__Given task__.
Render the entries below as a JSON list of strings, one string per line, with blank lines omitted and the pictures left out.

__Provided records__.
-------

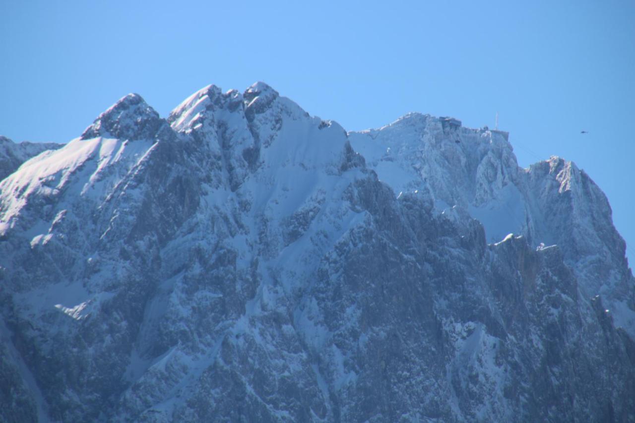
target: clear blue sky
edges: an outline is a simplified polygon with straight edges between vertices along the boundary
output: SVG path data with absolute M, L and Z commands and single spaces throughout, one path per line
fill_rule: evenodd
M 65 142 L 129 92 L 166 116 L 258 80 L 349 130 L 498 111 L 521 166 L 558 155 L 600 185 L 632 264 L 635 2 L 521 3 L 2 2 L 0 134 Z

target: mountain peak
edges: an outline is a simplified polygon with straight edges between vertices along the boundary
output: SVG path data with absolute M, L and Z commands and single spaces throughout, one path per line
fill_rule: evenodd
M 84 131 L 83 140 L 97 137 L 125 139 L 151 138 L 163 119 L 138 94 L 124 96 Z

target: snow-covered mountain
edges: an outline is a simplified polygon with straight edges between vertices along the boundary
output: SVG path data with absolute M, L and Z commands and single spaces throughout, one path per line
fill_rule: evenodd
M 0 416 L 634 421 L 624 252 L 505 133 L 131 94 L 0 182 Z
M 28 159 L 46 150 L 57 150 L 63 145 L 28 141 L 16 144 L 6 137 L 0 135 L 0 180 L 15 171 Z

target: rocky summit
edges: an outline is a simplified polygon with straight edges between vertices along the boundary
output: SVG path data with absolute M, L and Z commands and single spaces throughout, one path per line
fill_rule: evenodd
M 512 145 L 262 83 L 0 138 L 0 420 L 635 421 L 608 201 Z

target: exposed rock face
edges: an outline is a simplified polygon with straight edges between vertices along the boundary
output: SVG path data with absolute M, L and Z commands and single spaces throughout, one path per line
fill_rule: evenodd
M 0 180 L 7 177 L 29 159 L 46 150 L 57 150 L 63 144 L 53 142 L 16 144 L 6 137 L 0 135 Z
M 124 97 L 0 182 L 0 416 L 635 420 L 603 194 L 448 122 Z

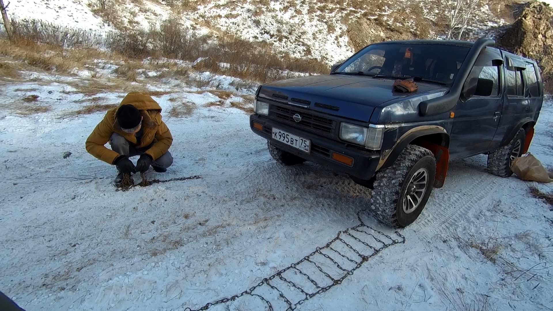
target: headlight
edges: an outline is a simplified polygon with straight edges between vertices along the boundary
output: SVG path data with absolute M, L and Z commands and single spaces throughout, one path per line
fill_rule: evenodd
M 262 116 L 267 116 L 269 115 L 269 103 L 262 101 L 258 101 L 257 99 L 253 100 L 253 106 L 255 110 L 255 113 Z
M 341 139 L 373 150 L 380 148 L 383 133 L 383 125 L 371 124 L 367 128 L 343 122 L 340 125 Z
M 421 95 L 420 96 L 416 96 L 415 97 L 410 98 L 408 100 L 405 100 L 404 101 L 401 101 L 397 103 L 400 105 L 410 105 L 411 106 L 414 107 L 421 102 L 426 101 L 428 100 L 431 100 L 432 99 L 435 99 L 436 97 L 439 97 L 440 96 L 443 96 L 444 94 L 446 94 L 445 91 L 442 91 L 441 92 L 438 92 L 436 93 L 431 93 L 430 94 L 426 94 L 426 95 Z

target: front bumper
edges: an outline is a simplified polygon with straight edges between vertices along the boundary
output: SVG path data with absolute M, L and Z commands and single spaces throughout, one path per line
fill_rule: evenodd
M 253 122 L 262 125 L 263 131 L 254 127 Z M 257 115 L 250 116 L 249 126 L 254 133 L 270 141 L 282 150 L 322 165 L 332 172 L 339 174 L 346 174 L 360 179 L 368 180 L 372 178 L 380 160 L 380 153 L 378 152 L 362 150 L 345 143 L 338 142 L 299 131 L 296 128 Z M 273 127 L 310 139 L 311 153 L 304 152 L 299 149 L 273 139 L 272 133 Z M 331 155 L 333 152 L 353 158 L 353 165 L 348 166 L 332 159 Z

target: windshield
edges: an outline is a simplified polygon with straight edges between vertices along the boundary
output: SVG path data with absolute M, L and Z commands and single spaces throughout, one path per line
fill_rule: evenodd
M 450 86 L 469 49 L 445 44 L 373 44 L 333 73 L 418 78 Z

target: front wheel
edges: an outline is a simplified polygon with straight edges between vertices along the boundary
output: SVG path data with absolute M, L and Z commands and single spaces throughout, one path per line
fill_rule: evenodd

-------

__Correct response__.
[
  "target: clear blue sky",
  "edges: an outline is a simplified polygon with straight edges between vertices along the boundary",
  "output: SVG path data with absolute M, L and Z commands and single spaces throughout, one path per line",
  "fill_rule: evenodd",
  "M 65 142 L 129 92 L 166 116 L 258 80 L 349 130 L 498 111 L 521 166 L 558 155 L 600 185 L 632 264 L 635 2 L 521 3 L 2 2 L 0 134 Z",
  "target: mountain peak",
  "edges: an outline is a simplified polygon with straight edges between vertices along the boundary",
  "output: SVG path data with absolute M, L and Z commands and single spaces throughout, one path per line",
  "fill_rule: evenodd",
  "M 84 131 L 83 140 L 97 137 L 125 139 L 151 138 L 163 119 L 138 94 L 124 96 Z",
  "target: snow-covered mountain",
  "edges: an outline is a simplified polygon with straight edges between vertices along the boundary",
  "output: SVG path data with absolute M, L and Z commands and single spaces throughout, one path per line",
  "fill_rule: evenodd",
  "M 0 416 L 634 421 L 624 252 L 505 133 L 131 94 L 0 182 Z",
  "M 28 159 L 46 150 L 57 150 L 63 145 L 28 141 L 16 144 L 6 137 L 0 135 L 0 180 L 15 171 Z",
  "target: rocky summit",
  "edges: an outline is a simplified polygon with straight edges between vertices along the boundary",
  "output: SVG path data with absolute M, L and Z commands and single spaces throughout, one path per line",
  "fill_rule: evenodd",
  "M 512 145 L 262 83 L 0 138 L 0 420 L 635 421 L 608 201 Z",
  "target: exposed rock face",
  "edges: an outline is a simplified polygon with straight edges between vertices along the boundary",
  "output: SVG path data with absolute M, L and Z commands and single spaces throughout, one path per line",
  "fill_rule: evenodd",
  "M 0 180 L 7 177 L 29 159 L 46 150 L 57 150 L 63 144 L 53 142 L 16 144 L 6 137 L 0 135 Z",
  "M 124 97 L 0 182 L 0 416 L 635 420 L 603 194 L 448 122 Z",
  "target: headlight",
  "edges: an outline is a simplified polygon with straight edges between vertices along the boundary",
  "output: SVG path data with absolute M, L and Z commands and single spaces throughout, one path per line",
  "fill_rule: evenodd",
  "M 262 116 L 267 116 L 269 115 L 269 103 L 262 101 L 258 101 L 257 99 L 253 100 L 253 106 L 255 110 L 255 113 Z",
  "M 341 139 L 373 150 L 380 148 L 383 133 L 383 125 L 371 124 L 367 128 L 343 122 L 340 125 Z",
  "M 421 95 L 420 96 L 416 96 L 415 97 L 410 98 L 408 100 L 405 100 L 404 101 L 401 101 L 397 103 L 400 105 L 410 105 L 411 106 L 414 107 L 421 102 L 426 101 L 428 100 L 431 100 L 432 99 L 435 99 L 436 97 L 439 97 L 440 96 L 443 96 L 444 94 L 446 94 L 445 91 L 442 91 L 441 92 L 438 92 L 436 93 L 431 93 L 430 94 L 426 94 L 426 95 Z",
  "target: front bumper",
  "edges: an outline is a simplified polygon with straight edges between vertices along the boundary",
  "output: SVG path data with absolute M, L and Z commands and single spaces throughout, one path per line",
  "fill_rule: evenodd",
  "M 253 122 L 262 125 L 263 131 L 254 127 Z M 257 115 L 250 116 L 249 126 L 254 133 L 270 141 L 282 150 L 322 165 L 332 172 L 339 174 L 346 174 L 360 179 L 368 180 L 372 178 L 380 160 L 380 153 L 378 152 L 362 150 L 345 143 L 338 142 L 299 131 L 296 128 Z M 273 127 L 310 139 L 311 153 L 304 152 L 299 149 L 273 139 L 272 133 Z M 331 155 L 333 152 L 353 158 L 353 165 L 348 166 L 332 159 Z",
  "target: windshield",
  "edges: an outline is a simplified polygon with straight edges between vertices along the boundary",
  "output: SVG path data with absolute M, L and Z commands and single spaces throughout, one path per line",
  "fill_rule: evenodd",
  "M 450 86 L 469 49 L 445 44 L 373 44 L 333 73 L 418 78 Z",
  "target: front wheel",
  "edges: an outline is a simplified polygon with straight edges between vertices along the boundary",
  "output: SVG path data with absolute M, L and Z commands and single spaces throughout, one path per line",
  "fill_rule: evenodd"
]